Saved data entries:
####

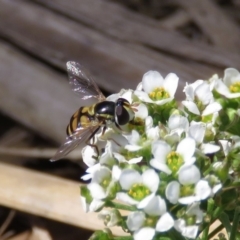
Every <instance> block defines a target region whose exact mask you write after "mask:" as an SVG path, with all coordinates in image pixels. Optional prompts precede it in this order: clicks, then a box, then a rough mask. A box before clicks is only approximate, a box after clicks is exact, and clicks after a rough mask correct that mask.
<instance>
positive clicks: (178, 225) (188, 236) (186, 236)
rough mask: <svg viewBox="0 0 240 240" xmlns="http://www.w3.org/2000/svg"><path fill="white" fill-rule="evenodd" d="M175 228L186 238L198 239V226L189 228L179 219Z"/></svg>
mask: <svg viewBox="0 0 240 240" xmlns="http://www.w3.org/2000/svg"><path fill="white" fill-rule="evenodd" d="M174 228H175V229H176V230H177V231H179V232H181V234H182V235H183V236H184V237H187V238H191V239H196V237H197V234H198V226H197V225H190V226H187V225H186V222H185V220H184V219H179V220H176V221H175V224H174Z"/></svg>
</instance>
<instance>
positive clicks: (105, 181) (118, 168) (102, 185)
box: [88, 166, 121, 200]
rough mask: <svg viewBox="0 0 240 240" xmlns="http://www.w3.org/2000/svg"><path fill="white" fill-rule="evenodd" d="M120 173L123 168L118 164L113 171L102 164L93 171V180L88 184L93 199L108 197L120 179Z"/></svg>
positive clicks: (120, 173)
mask: <svg viewBox="0 0 240 240" xmlns="http://www.w3.org/2000/svg"><path fill="white" fill-rule="evenodd" d="M120 174H121V170H120V169H119V167H118V166H114V167H113V169H112V171H111V170H110V169H109V168H107V167H103V166H100V167H99V169H97V170H96V171H95V172H93V174H92V181H91V183H90V184H89V185H88V189H89V190H90V192H91V195H92V197H93V199H97V200H102V199H105V198H106V197H108V195H109V194H110V193H111V190H112V188H113V187H114V185H115V184H116V182H117V181H118V180H119V177H120Z"/></svg>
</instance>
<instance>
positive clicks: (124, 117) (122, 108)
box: [116, 106, 129, 125]
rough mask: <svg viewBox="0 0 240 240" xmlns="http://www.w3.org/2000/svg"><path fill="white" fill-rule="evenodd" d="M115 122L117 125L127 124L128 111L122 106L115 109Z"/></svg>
mask: <svg viewBox="0 0 240 240" xmlns="http://www.w3.org/2000/svg"><path fill="white" fill-rule="evenodd" d="M116 118H117V119H116V120H117V123H118V124H119V125H125V124H127V123H128V122H129V114H128V111H127V110H126V109H125V108H124V107H123V106H117V107H116Z"/></svg>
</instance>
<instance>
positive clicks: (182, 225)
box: [174, 203, 203, 239]
mask: <svg viewBox="0 0 240 240" xmlns="http://www.w3.org/2000/svg"><path fill="white" fill-rule="evenodd" d="M185 215H186V217H187V216H189V217H192V216H194V217H195V225H194V224H193V225H189V226H187V225H186V222H185V220H184V219H182V218H180V219H178V220H176V221H175V223H174V228H175V229H176V230H177V231H179V232H181V234H182V235H183V236H184V237H187V238H193V239H195V238H196V237H197V234H198V228H199V227H198V225H196V224H199V223H201V222H202V220H203V212H202V210H201V209H200V207H199V203H193V204H191V205H189V206H188V208H187V210H186V213H185Z"/></svg>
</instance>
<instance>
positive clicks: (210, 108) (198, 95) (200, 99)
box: [182, 80, 222, 116]
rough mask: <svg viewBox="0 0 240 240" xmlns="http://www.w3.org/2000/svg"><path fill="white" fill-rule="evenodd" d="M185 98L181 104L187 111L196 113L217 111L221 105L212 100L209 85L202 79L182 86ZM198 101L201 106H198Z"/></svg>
mask: <svg viewBox="0 0 240 240" xmlns="http://www.w3.org/2000/svg"><path fill="white" fill-rule="evenodd" d="M184 92H185V94H186V98H187V99H186V100H185V101H182V104H183V105H184V106H185V107H186V108H187V109H188V111H189V112H191V113H194V114H196V115H201V116H207V115H210V114H213V113H215V112H218V111H220V110H221V109H222V106H221V105H220V104H219V103H218V102H216V101H214V98H213V94H212V92H211V88H210V85H209V84H208V83H206V82H204V81H203V80H198V81H196V82H194V83H192V84H189V85H186V87H185V88H184ZM199 102H200V105H201V107H200V108H199Z"/></svg>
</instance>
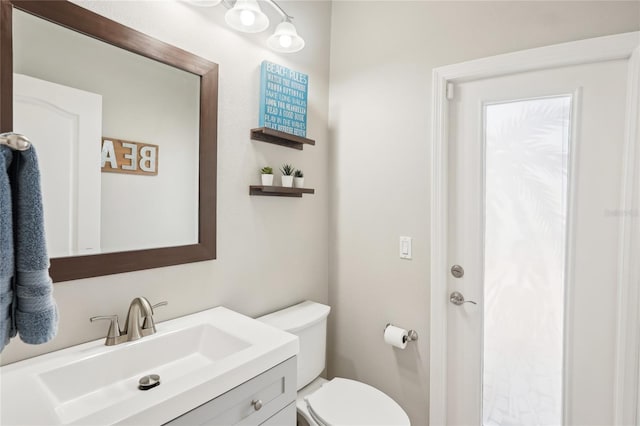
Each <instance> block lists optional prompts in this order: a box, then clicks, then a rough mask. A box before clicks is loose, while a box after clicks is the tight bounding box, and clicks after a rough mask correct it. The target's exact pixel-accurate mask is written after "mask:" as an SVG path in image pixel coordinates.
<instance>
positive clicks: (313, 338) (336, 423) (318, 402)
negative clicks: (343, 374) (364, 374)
mask: <svg viewBox="0 0 640 426" xmlns="http://www.w3.org/2000/svg"><path fill="white" fill-rule="evenodd" d="M330 310H331V308H330V307H329V306H327V305H323V304H320V303H315V302H310V301H306V302H302V303H299V304H297V305H294V306H291V307H289V308H286V309H283V310H280V311H277V312H274V313H271V314H268V315H265V316H263V317H260V318H258V320H259V321H262V322H264V323H266V324H269V325H272V326H274V327H277V328H280V329H281V330H284V331H287V332H290V333H293V334H295V335H297V336H298V338H299V339H300V353H299V354H298V382H297V389H298V396H297V400H296V407H297V410H298V418H302V419H303V420H304V421H305V422H307V423H308V424H309V425H310V426H337V425H340V426H349V425H363V426H364V425H367V426H409V425H410V422H409V416H407V414H406V413H405V412H404V410H403V409H402V407H400V405H398V403H397V402H395V401H394V400H393V399H391V397H389V396H388V395H386V394H385V393H384V392H382V391H380V390H378V389H376V388H374V387H373V386H370V385H367V384H365V383H362V382H359V381H356V380H350V379H344V378H340V377H336V378H334V379H332V380H326V379H323V378H321V377H320V373H322V371H323V370H324V368H325V361H326V356H325V352H326V337H327V316H328V315H329V311H330Z"/></svg>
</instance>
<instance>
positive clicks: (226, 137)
mask: <svg viewBox="0 0 640 426" xmlns="http://www.w3.org/2000/svg"><path fill="white" fill-rule="evenodd" d="M79 3H80V4H82V5H83V6H84V7H86V8H88V9H91V10H93V11H95V12H97V13H100V14H102V15H105V16H107V17H109V18H111V19H114V20H116V21H119V22H121V23H123V24H125V25H127V26H130V27H133V28H135V29H137V30H139V31H142V32H144V33H146V34H149V35H151V36H153V37H156V38H158V39H160V40H162V41H165V42H168V43H170V44H173V45H175V46H178V47H180V48H182V49H185V50H188V51H190V52H193V53H195V54H196V55H199V56H202V57H204V58H206V59H208V60H210V61H213V62H216V63H218V64H219V65H220V70H219V71H220V80H219V83H220V85H219V116H218V125H219V127H218V128H219V130H218V197H217V199H218V213H217V214H218V217H217V226H218V231H217V232H218V237H217V250H218V259H216V260H214V261H208V262H199V263H192V264H187V265H180V266H174V267H167V268H160V269H153V270H147V271H139V272H132V273H126V274H118V275H111V276H105V277H100V278H93V279H84V280H78V281H71V282H64V283H57V284H55V285H54V296H55V298H56V300H57V302H58V306H59V308H60V314H61V318H60V331H59V333H58V336H57V337H56V338H55V339H54V340H53V341H52V342H50V343H48V344H45V345H40V346H29V345H24V344H23V343H22V342H20V341H19V339H13V340H12V342H11V343H10V344H9V346H8V347H7V348H6V349H5V350H4V351H3V353H2V363H3V364H6V363H10V362H14V361H16V360H20V359H24V358H28V357H32V356H35V355H38V354H41V353H44V352H48V351H52V350H56V349H60V348H63V347H67V346H71V345H75V344H78V343H81V342H86V341H90V340H94V339H98V338H101V337H104V336H105V335H106V331H107V325H106V324H102V323H95V324H92V323H89V317H91V316H94V315H105V314H118V315H120V317H121V318H124V315H126V310H127V308H128V306H129V302H130V301H131V299H133V298H134V297H136V296H146V297H147V298H148V299H149V300H150V301H151V302H154V303H155V302H158V301H161V300H168V301H169V306H167V307H164V308H161V309H159V310H158V311H157V315H156V317H157V319H158V320H160V321H163V320H166V319H170V318H174V317H178V316H182V315H186V314H189V313H192V312H196V311H200V310H203V309H207V308H210V307H214V306H218V305H224V306H227V307H229V308H231V309H234V310H237V311H238V312H241V313H244V314H247V315H251V316H254V315H260V314H264V313H266V312H269V311H272V310H275V309H279V308H281V307H284V306H286V305H289V304H293V303H296V302H299V301H301V300H304V299H314V300H318V301H320V302H327V300H328V294H327V275H328V267H327V265H328V195H327V192H328V179H327V170H328V165H327V161H328V142H327V139H328V131H327V124H326V123H327V108H328V83H329V82H328V76H329V25H330V15H331V4H330V3H329V2H323V1H319V2H314V1H311V2H299V3H298V2H291V3H290V2H282V6H283V7H284V8H285V10H287V12H289V13H290V14H291V15H293V16H295V18H296V19H295V22H296V24H297V26H298V28H299V32H300V34H301V35H302V37H304V38H305V40H306V42H307V46H306V48H305V49H304V50H303V51H302V52H300V53H297V54H293V55H278V54H274V53H273V52H271V51H269V50H268V49H267V48H266V43H265V41H266V38H267V37H268V36H269V33H270V32H271V31H272V30H273V25H274V24H275V23H277V22H279V21H278V20H277V16H276V15H275V14H274V13H272V12H271V11H266V13H268V14H269V16H270V17H271V18H272V21H273V22H274V24H272V27H271V30H270V31H269V32H265V33H263V34H259V35H246V34H240V33H236V32H234V31H232V30H230V29H228V28H227V27H226V26H225V24H224V12H225V11H226V9H225V8H224V7H222V6H218V7H216V8H211V9H202V8H195V7H192V6H190V5H189V4H188V3H186V2H176V1H153V2H148V1H141V2H138V1H128V2H121V1H91V2H79ZM265 59H267V60H269V61H272V62H276V63H279V64H282V65H285V66H288V67H290V68H293V69H296V70H299V71H301V72H304V73H306V74H308V75H309V79H310V83H309V105H308V106H309V108H308V110H309V112H308V135H309V137H311V138H313V139H316V142H317V143H316V146H314V147H306V148H305V149H304V151H298V150H293V149H287V148H283V147H279V146H276V145H270V144H264V143H259V142H254V141H251V140H250V139H249V136H248V135H249V129H250V128H253V127H257V123H258V96H259V76H260V73H259V69H260V63H261V62H262V61H263V60H265ZM161 155H162V154H161ZM285 162H290V163H293V164H294V165H295V166H296V167H298V168H300V169H302V170H304V172H305V178H306V182H307V185H308V186H309V187H312V188H315V189H316V194H315V195H307V196H305V197H304V198H301V199H298V198H295V199H294V198H279V197H251V196H249V195H248V193H249V188H248V186H249V185H251V184H258V183H259V179H260V176H259V174H258V169H259V168H260V167H262V166H264V165H266V164H270V165H272V166H273V167H274V169H275V168H276V167H278V166H280V165H281V164H282V163H285Z"/></svg>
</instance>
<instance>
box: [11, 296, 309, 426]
mask: <svg viewBox="0 0 640 426" xmlns="http://www.w3.org/2000/svg"><path fill="white" fill-rule="evenodd" d="M156 327H157V333H155V334H154V335H151V336H148V337H144V338H142V339H140V340H137V341H133V342H127V343H122V344H120V345H116V346H105V345H104V339H100V340H96V341H93V342H89V343H85V344H82V345H78V346H73V347H70V348H67V349H63V350H60V351H57V352H51V353H48V354H45V355H41V356H38V357H35V358H31V359H28V360H24V361H20V362H16V363H14V364H9V365H6V366H3V367H0V389H1V392H0V413H1V414H0V423H1V424H2V425H5V426H10V425H58V424H78V425H111V424H129V425H160V424H163V423H166V422H168V421H170V420H172V419H174V418H176V417H178V416H180V415H182V414H184V413H186V412H187V411H189V410H192V409H193V408H195V407H198V406H199V405H201V404H204V403H205V402H207V401H209V400H211V399H213V398H215V397H217V396H219V395H221V394H223V393H225V392H227V391H229V390H231V389H233V388H234V387H236V386H238V385H240V384H242V383H244V382H246V381H247V380H249V379H251V378H253V377H255V376H257V375H259V374H261V373H263V372H264V371H266V370H268V369H270V368H272V367H274V366H276V365H278V364H279V363H281V362H283V361H285V360H287V359H289V358H291V357H293V356H295V355H297V354H298V350H299V346H298V338H297V337H296V336H294V335H292V334H289V333H286V332H284V331H281V330H278V329H276V328H273V327H271V326H268V325H266V324H263V323H261V322H259V321H256V320H254V319H252V318H249V317H246V316H244V315H242V314H239V313H237V312H234V311H231V310H229V309H227V308H224V307H217V308H213V309H209V310H206V311H203V312H199V313H196V314H192V315H187V316H184V317H181V318H177V319H174V320H169V321H166V322H163V323H159V324H157V325H156ZM147 374H159V375H160V382H161V384H160V385H159V386H157V387H155V388H153V389H150V390H147V391H141V390H139V389H138V379H139V378H140V377H142V376H143V375H147Z"/></svg>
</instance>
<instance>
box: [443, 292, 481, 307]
mask: <svg viewBox="0 0 640 426" xmlns="http://www.w3.org/2000/svg"><path fill="white" fill-rule="evenodd" d="M449 302H451V303H453V304H454V305H457V306H460V305H462V304H463V303H473V304H474V305H477V303H476V302H474V301H472V300H464V296H463V295H462V293H460V292H459V291H454V292H453V293H451V295H450V296H449Z"/></svg>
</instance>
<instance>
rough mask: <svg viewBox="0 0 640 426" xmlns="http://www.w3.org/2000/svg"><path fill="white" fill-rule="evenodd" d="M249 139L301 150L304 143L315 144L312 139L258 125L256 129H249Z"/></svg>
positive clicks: (306, 143)
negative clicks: (289, 133) (275, 144)
mask: <svg viewBox="0 0 640 426" xmlns="http://www.w3.org/2000/svg"><path fill="white" fill-rule="evenodd" d="M251 139H253V140H256V141H261V142H267V143H273V144H276V145H281V146H286V147H288V148H293V149H299V150H302V148H304V146H305V145H315V144H316V141H314V140H313V139H307V138H303V137H302V136H295V135H291V134H289V133H285V132H280V131H278V130H273V129H269V128H268V127H258V128H257V129H251Z"/></svg>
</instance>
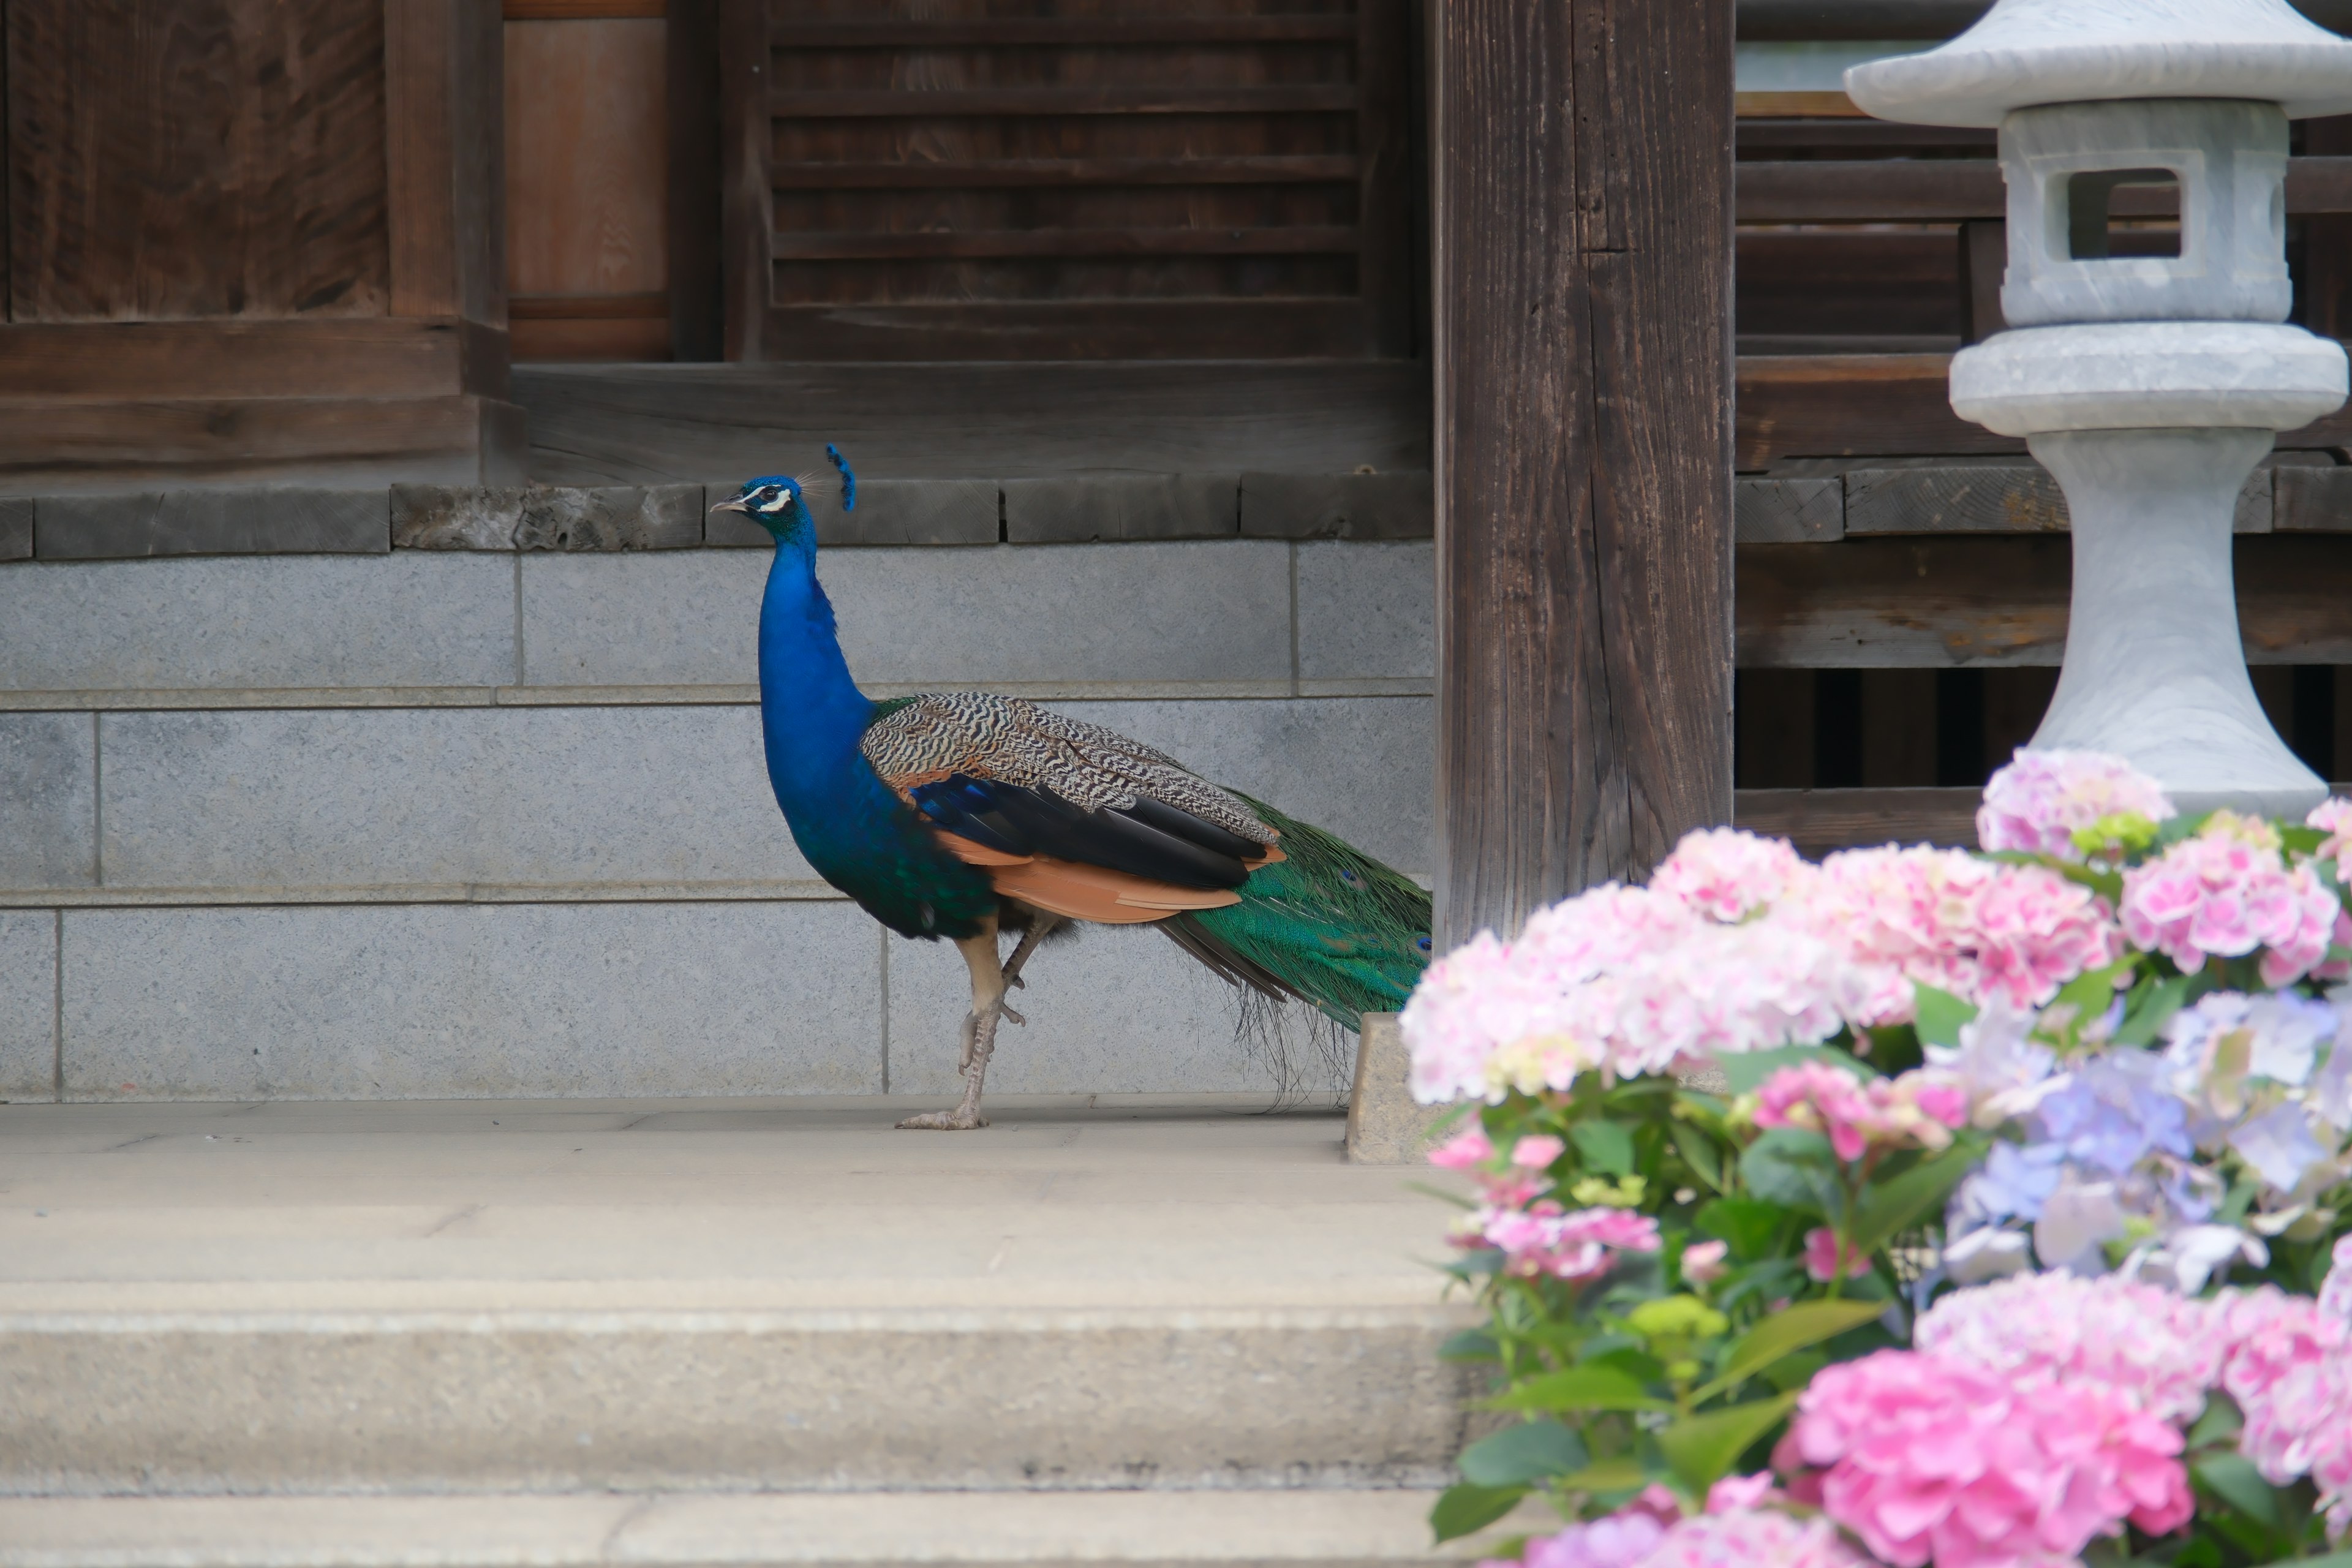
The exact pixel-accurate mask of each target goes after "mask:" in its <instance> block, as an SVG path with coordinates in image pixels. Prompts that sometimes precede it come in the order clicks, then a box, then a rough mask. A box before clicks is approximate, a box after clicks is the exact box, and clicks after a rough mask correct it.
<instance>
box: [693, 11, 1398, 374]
mask: <svg viewBox="0 0 2352 1568" xmlns="http://www.w3.org/2000/svg"><path fill="white" fill-rule="evenodd" d="M755 12H757V14H755ZM1042 12H1058V14H1042ZM1406 12H1409V0H1359V2H1355V5H1348V2H1341V0H1315V5H1308V7H1296V9H1284V12H1279V14H1277V12H1272V9H1263V7H1258V5H1225V2H1218V5H1204V2H1195V5H1183V7H1152V9H1143V7H1134V9H1129V7H1112V5H1094V2H1089V5H1056V7H1035V5H993V2H988V0H873V2H866V5H854V2H849V0H779V2H776V5H771V7H764V9H762V7H748V9H746V14H743V19H741V24H731V26H736V31H731V33H729V42H727V47H724V52H722V54H724V59H727V71H729V73H731V75H729V78H727V87H724V89H722V96H724V101H727V110H724V113H727V115H729V120H727V125H729V129H727V134H724V139H727V143H729V153H727V167H729V174H727V181H724V183H727V190H729V197H727V223H724V226H727V235H729V237H727V280H729V282H727V294H729V310H731V315H729V320H731V322H734V324H731V327H729V346H731V353H734V355H736V357H746V360H748V357H779V355H783V357H830V360H851V357H1018V360H1044V357H1063V355H1077V357H1098V355H1141V357H1178V355H1185V357H1214V355H1242V357H1265V355H1331V357H1367V355H1402V353H1409V350H1411V346H1414V339H1416V334H1414V322H1411V310H1414V266H1416V263H1414V256H1411V195H1409V179H1411V158H1414V148H1411V141H1409V125H1411V94H1409V80H1406V73H1409V63H1406V54H1409V45H1411V40H1409V14H1406ZM753 61H760V63H757V66H755V63H753ZM739 122H741V125H739ZM753 127H762V129H764V132H767V134H764V136H755V134H753ZM736 143H741V146H736ZM755 165H757V167H764V176H762V179H764V186H762V188H760V190H757V193H755V190H750V169H753V167H755ZM739 172H741V174H739ZM762 202H764V212H767V223H764V226H760V228H755V230H746V226H748V223H753V214H755V207H760V205H762ZM1218 310H1223V315H1218ZM753 315H760V317H762V324H760V329H757V331H755V329H750V327H748V324H746V322H748V320H750V317H753ZM736 317H741V320H736ZM929 329H936V331H938V336H936V339H934V341H931V346H929V348H922V346H920V336H922V334H924V331H929Z"/></svg>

####

ACTIVITY:
How many lines in the rows above contain the string "accurate", with case counting? Give only the number.

YOUR RESPONSE:
2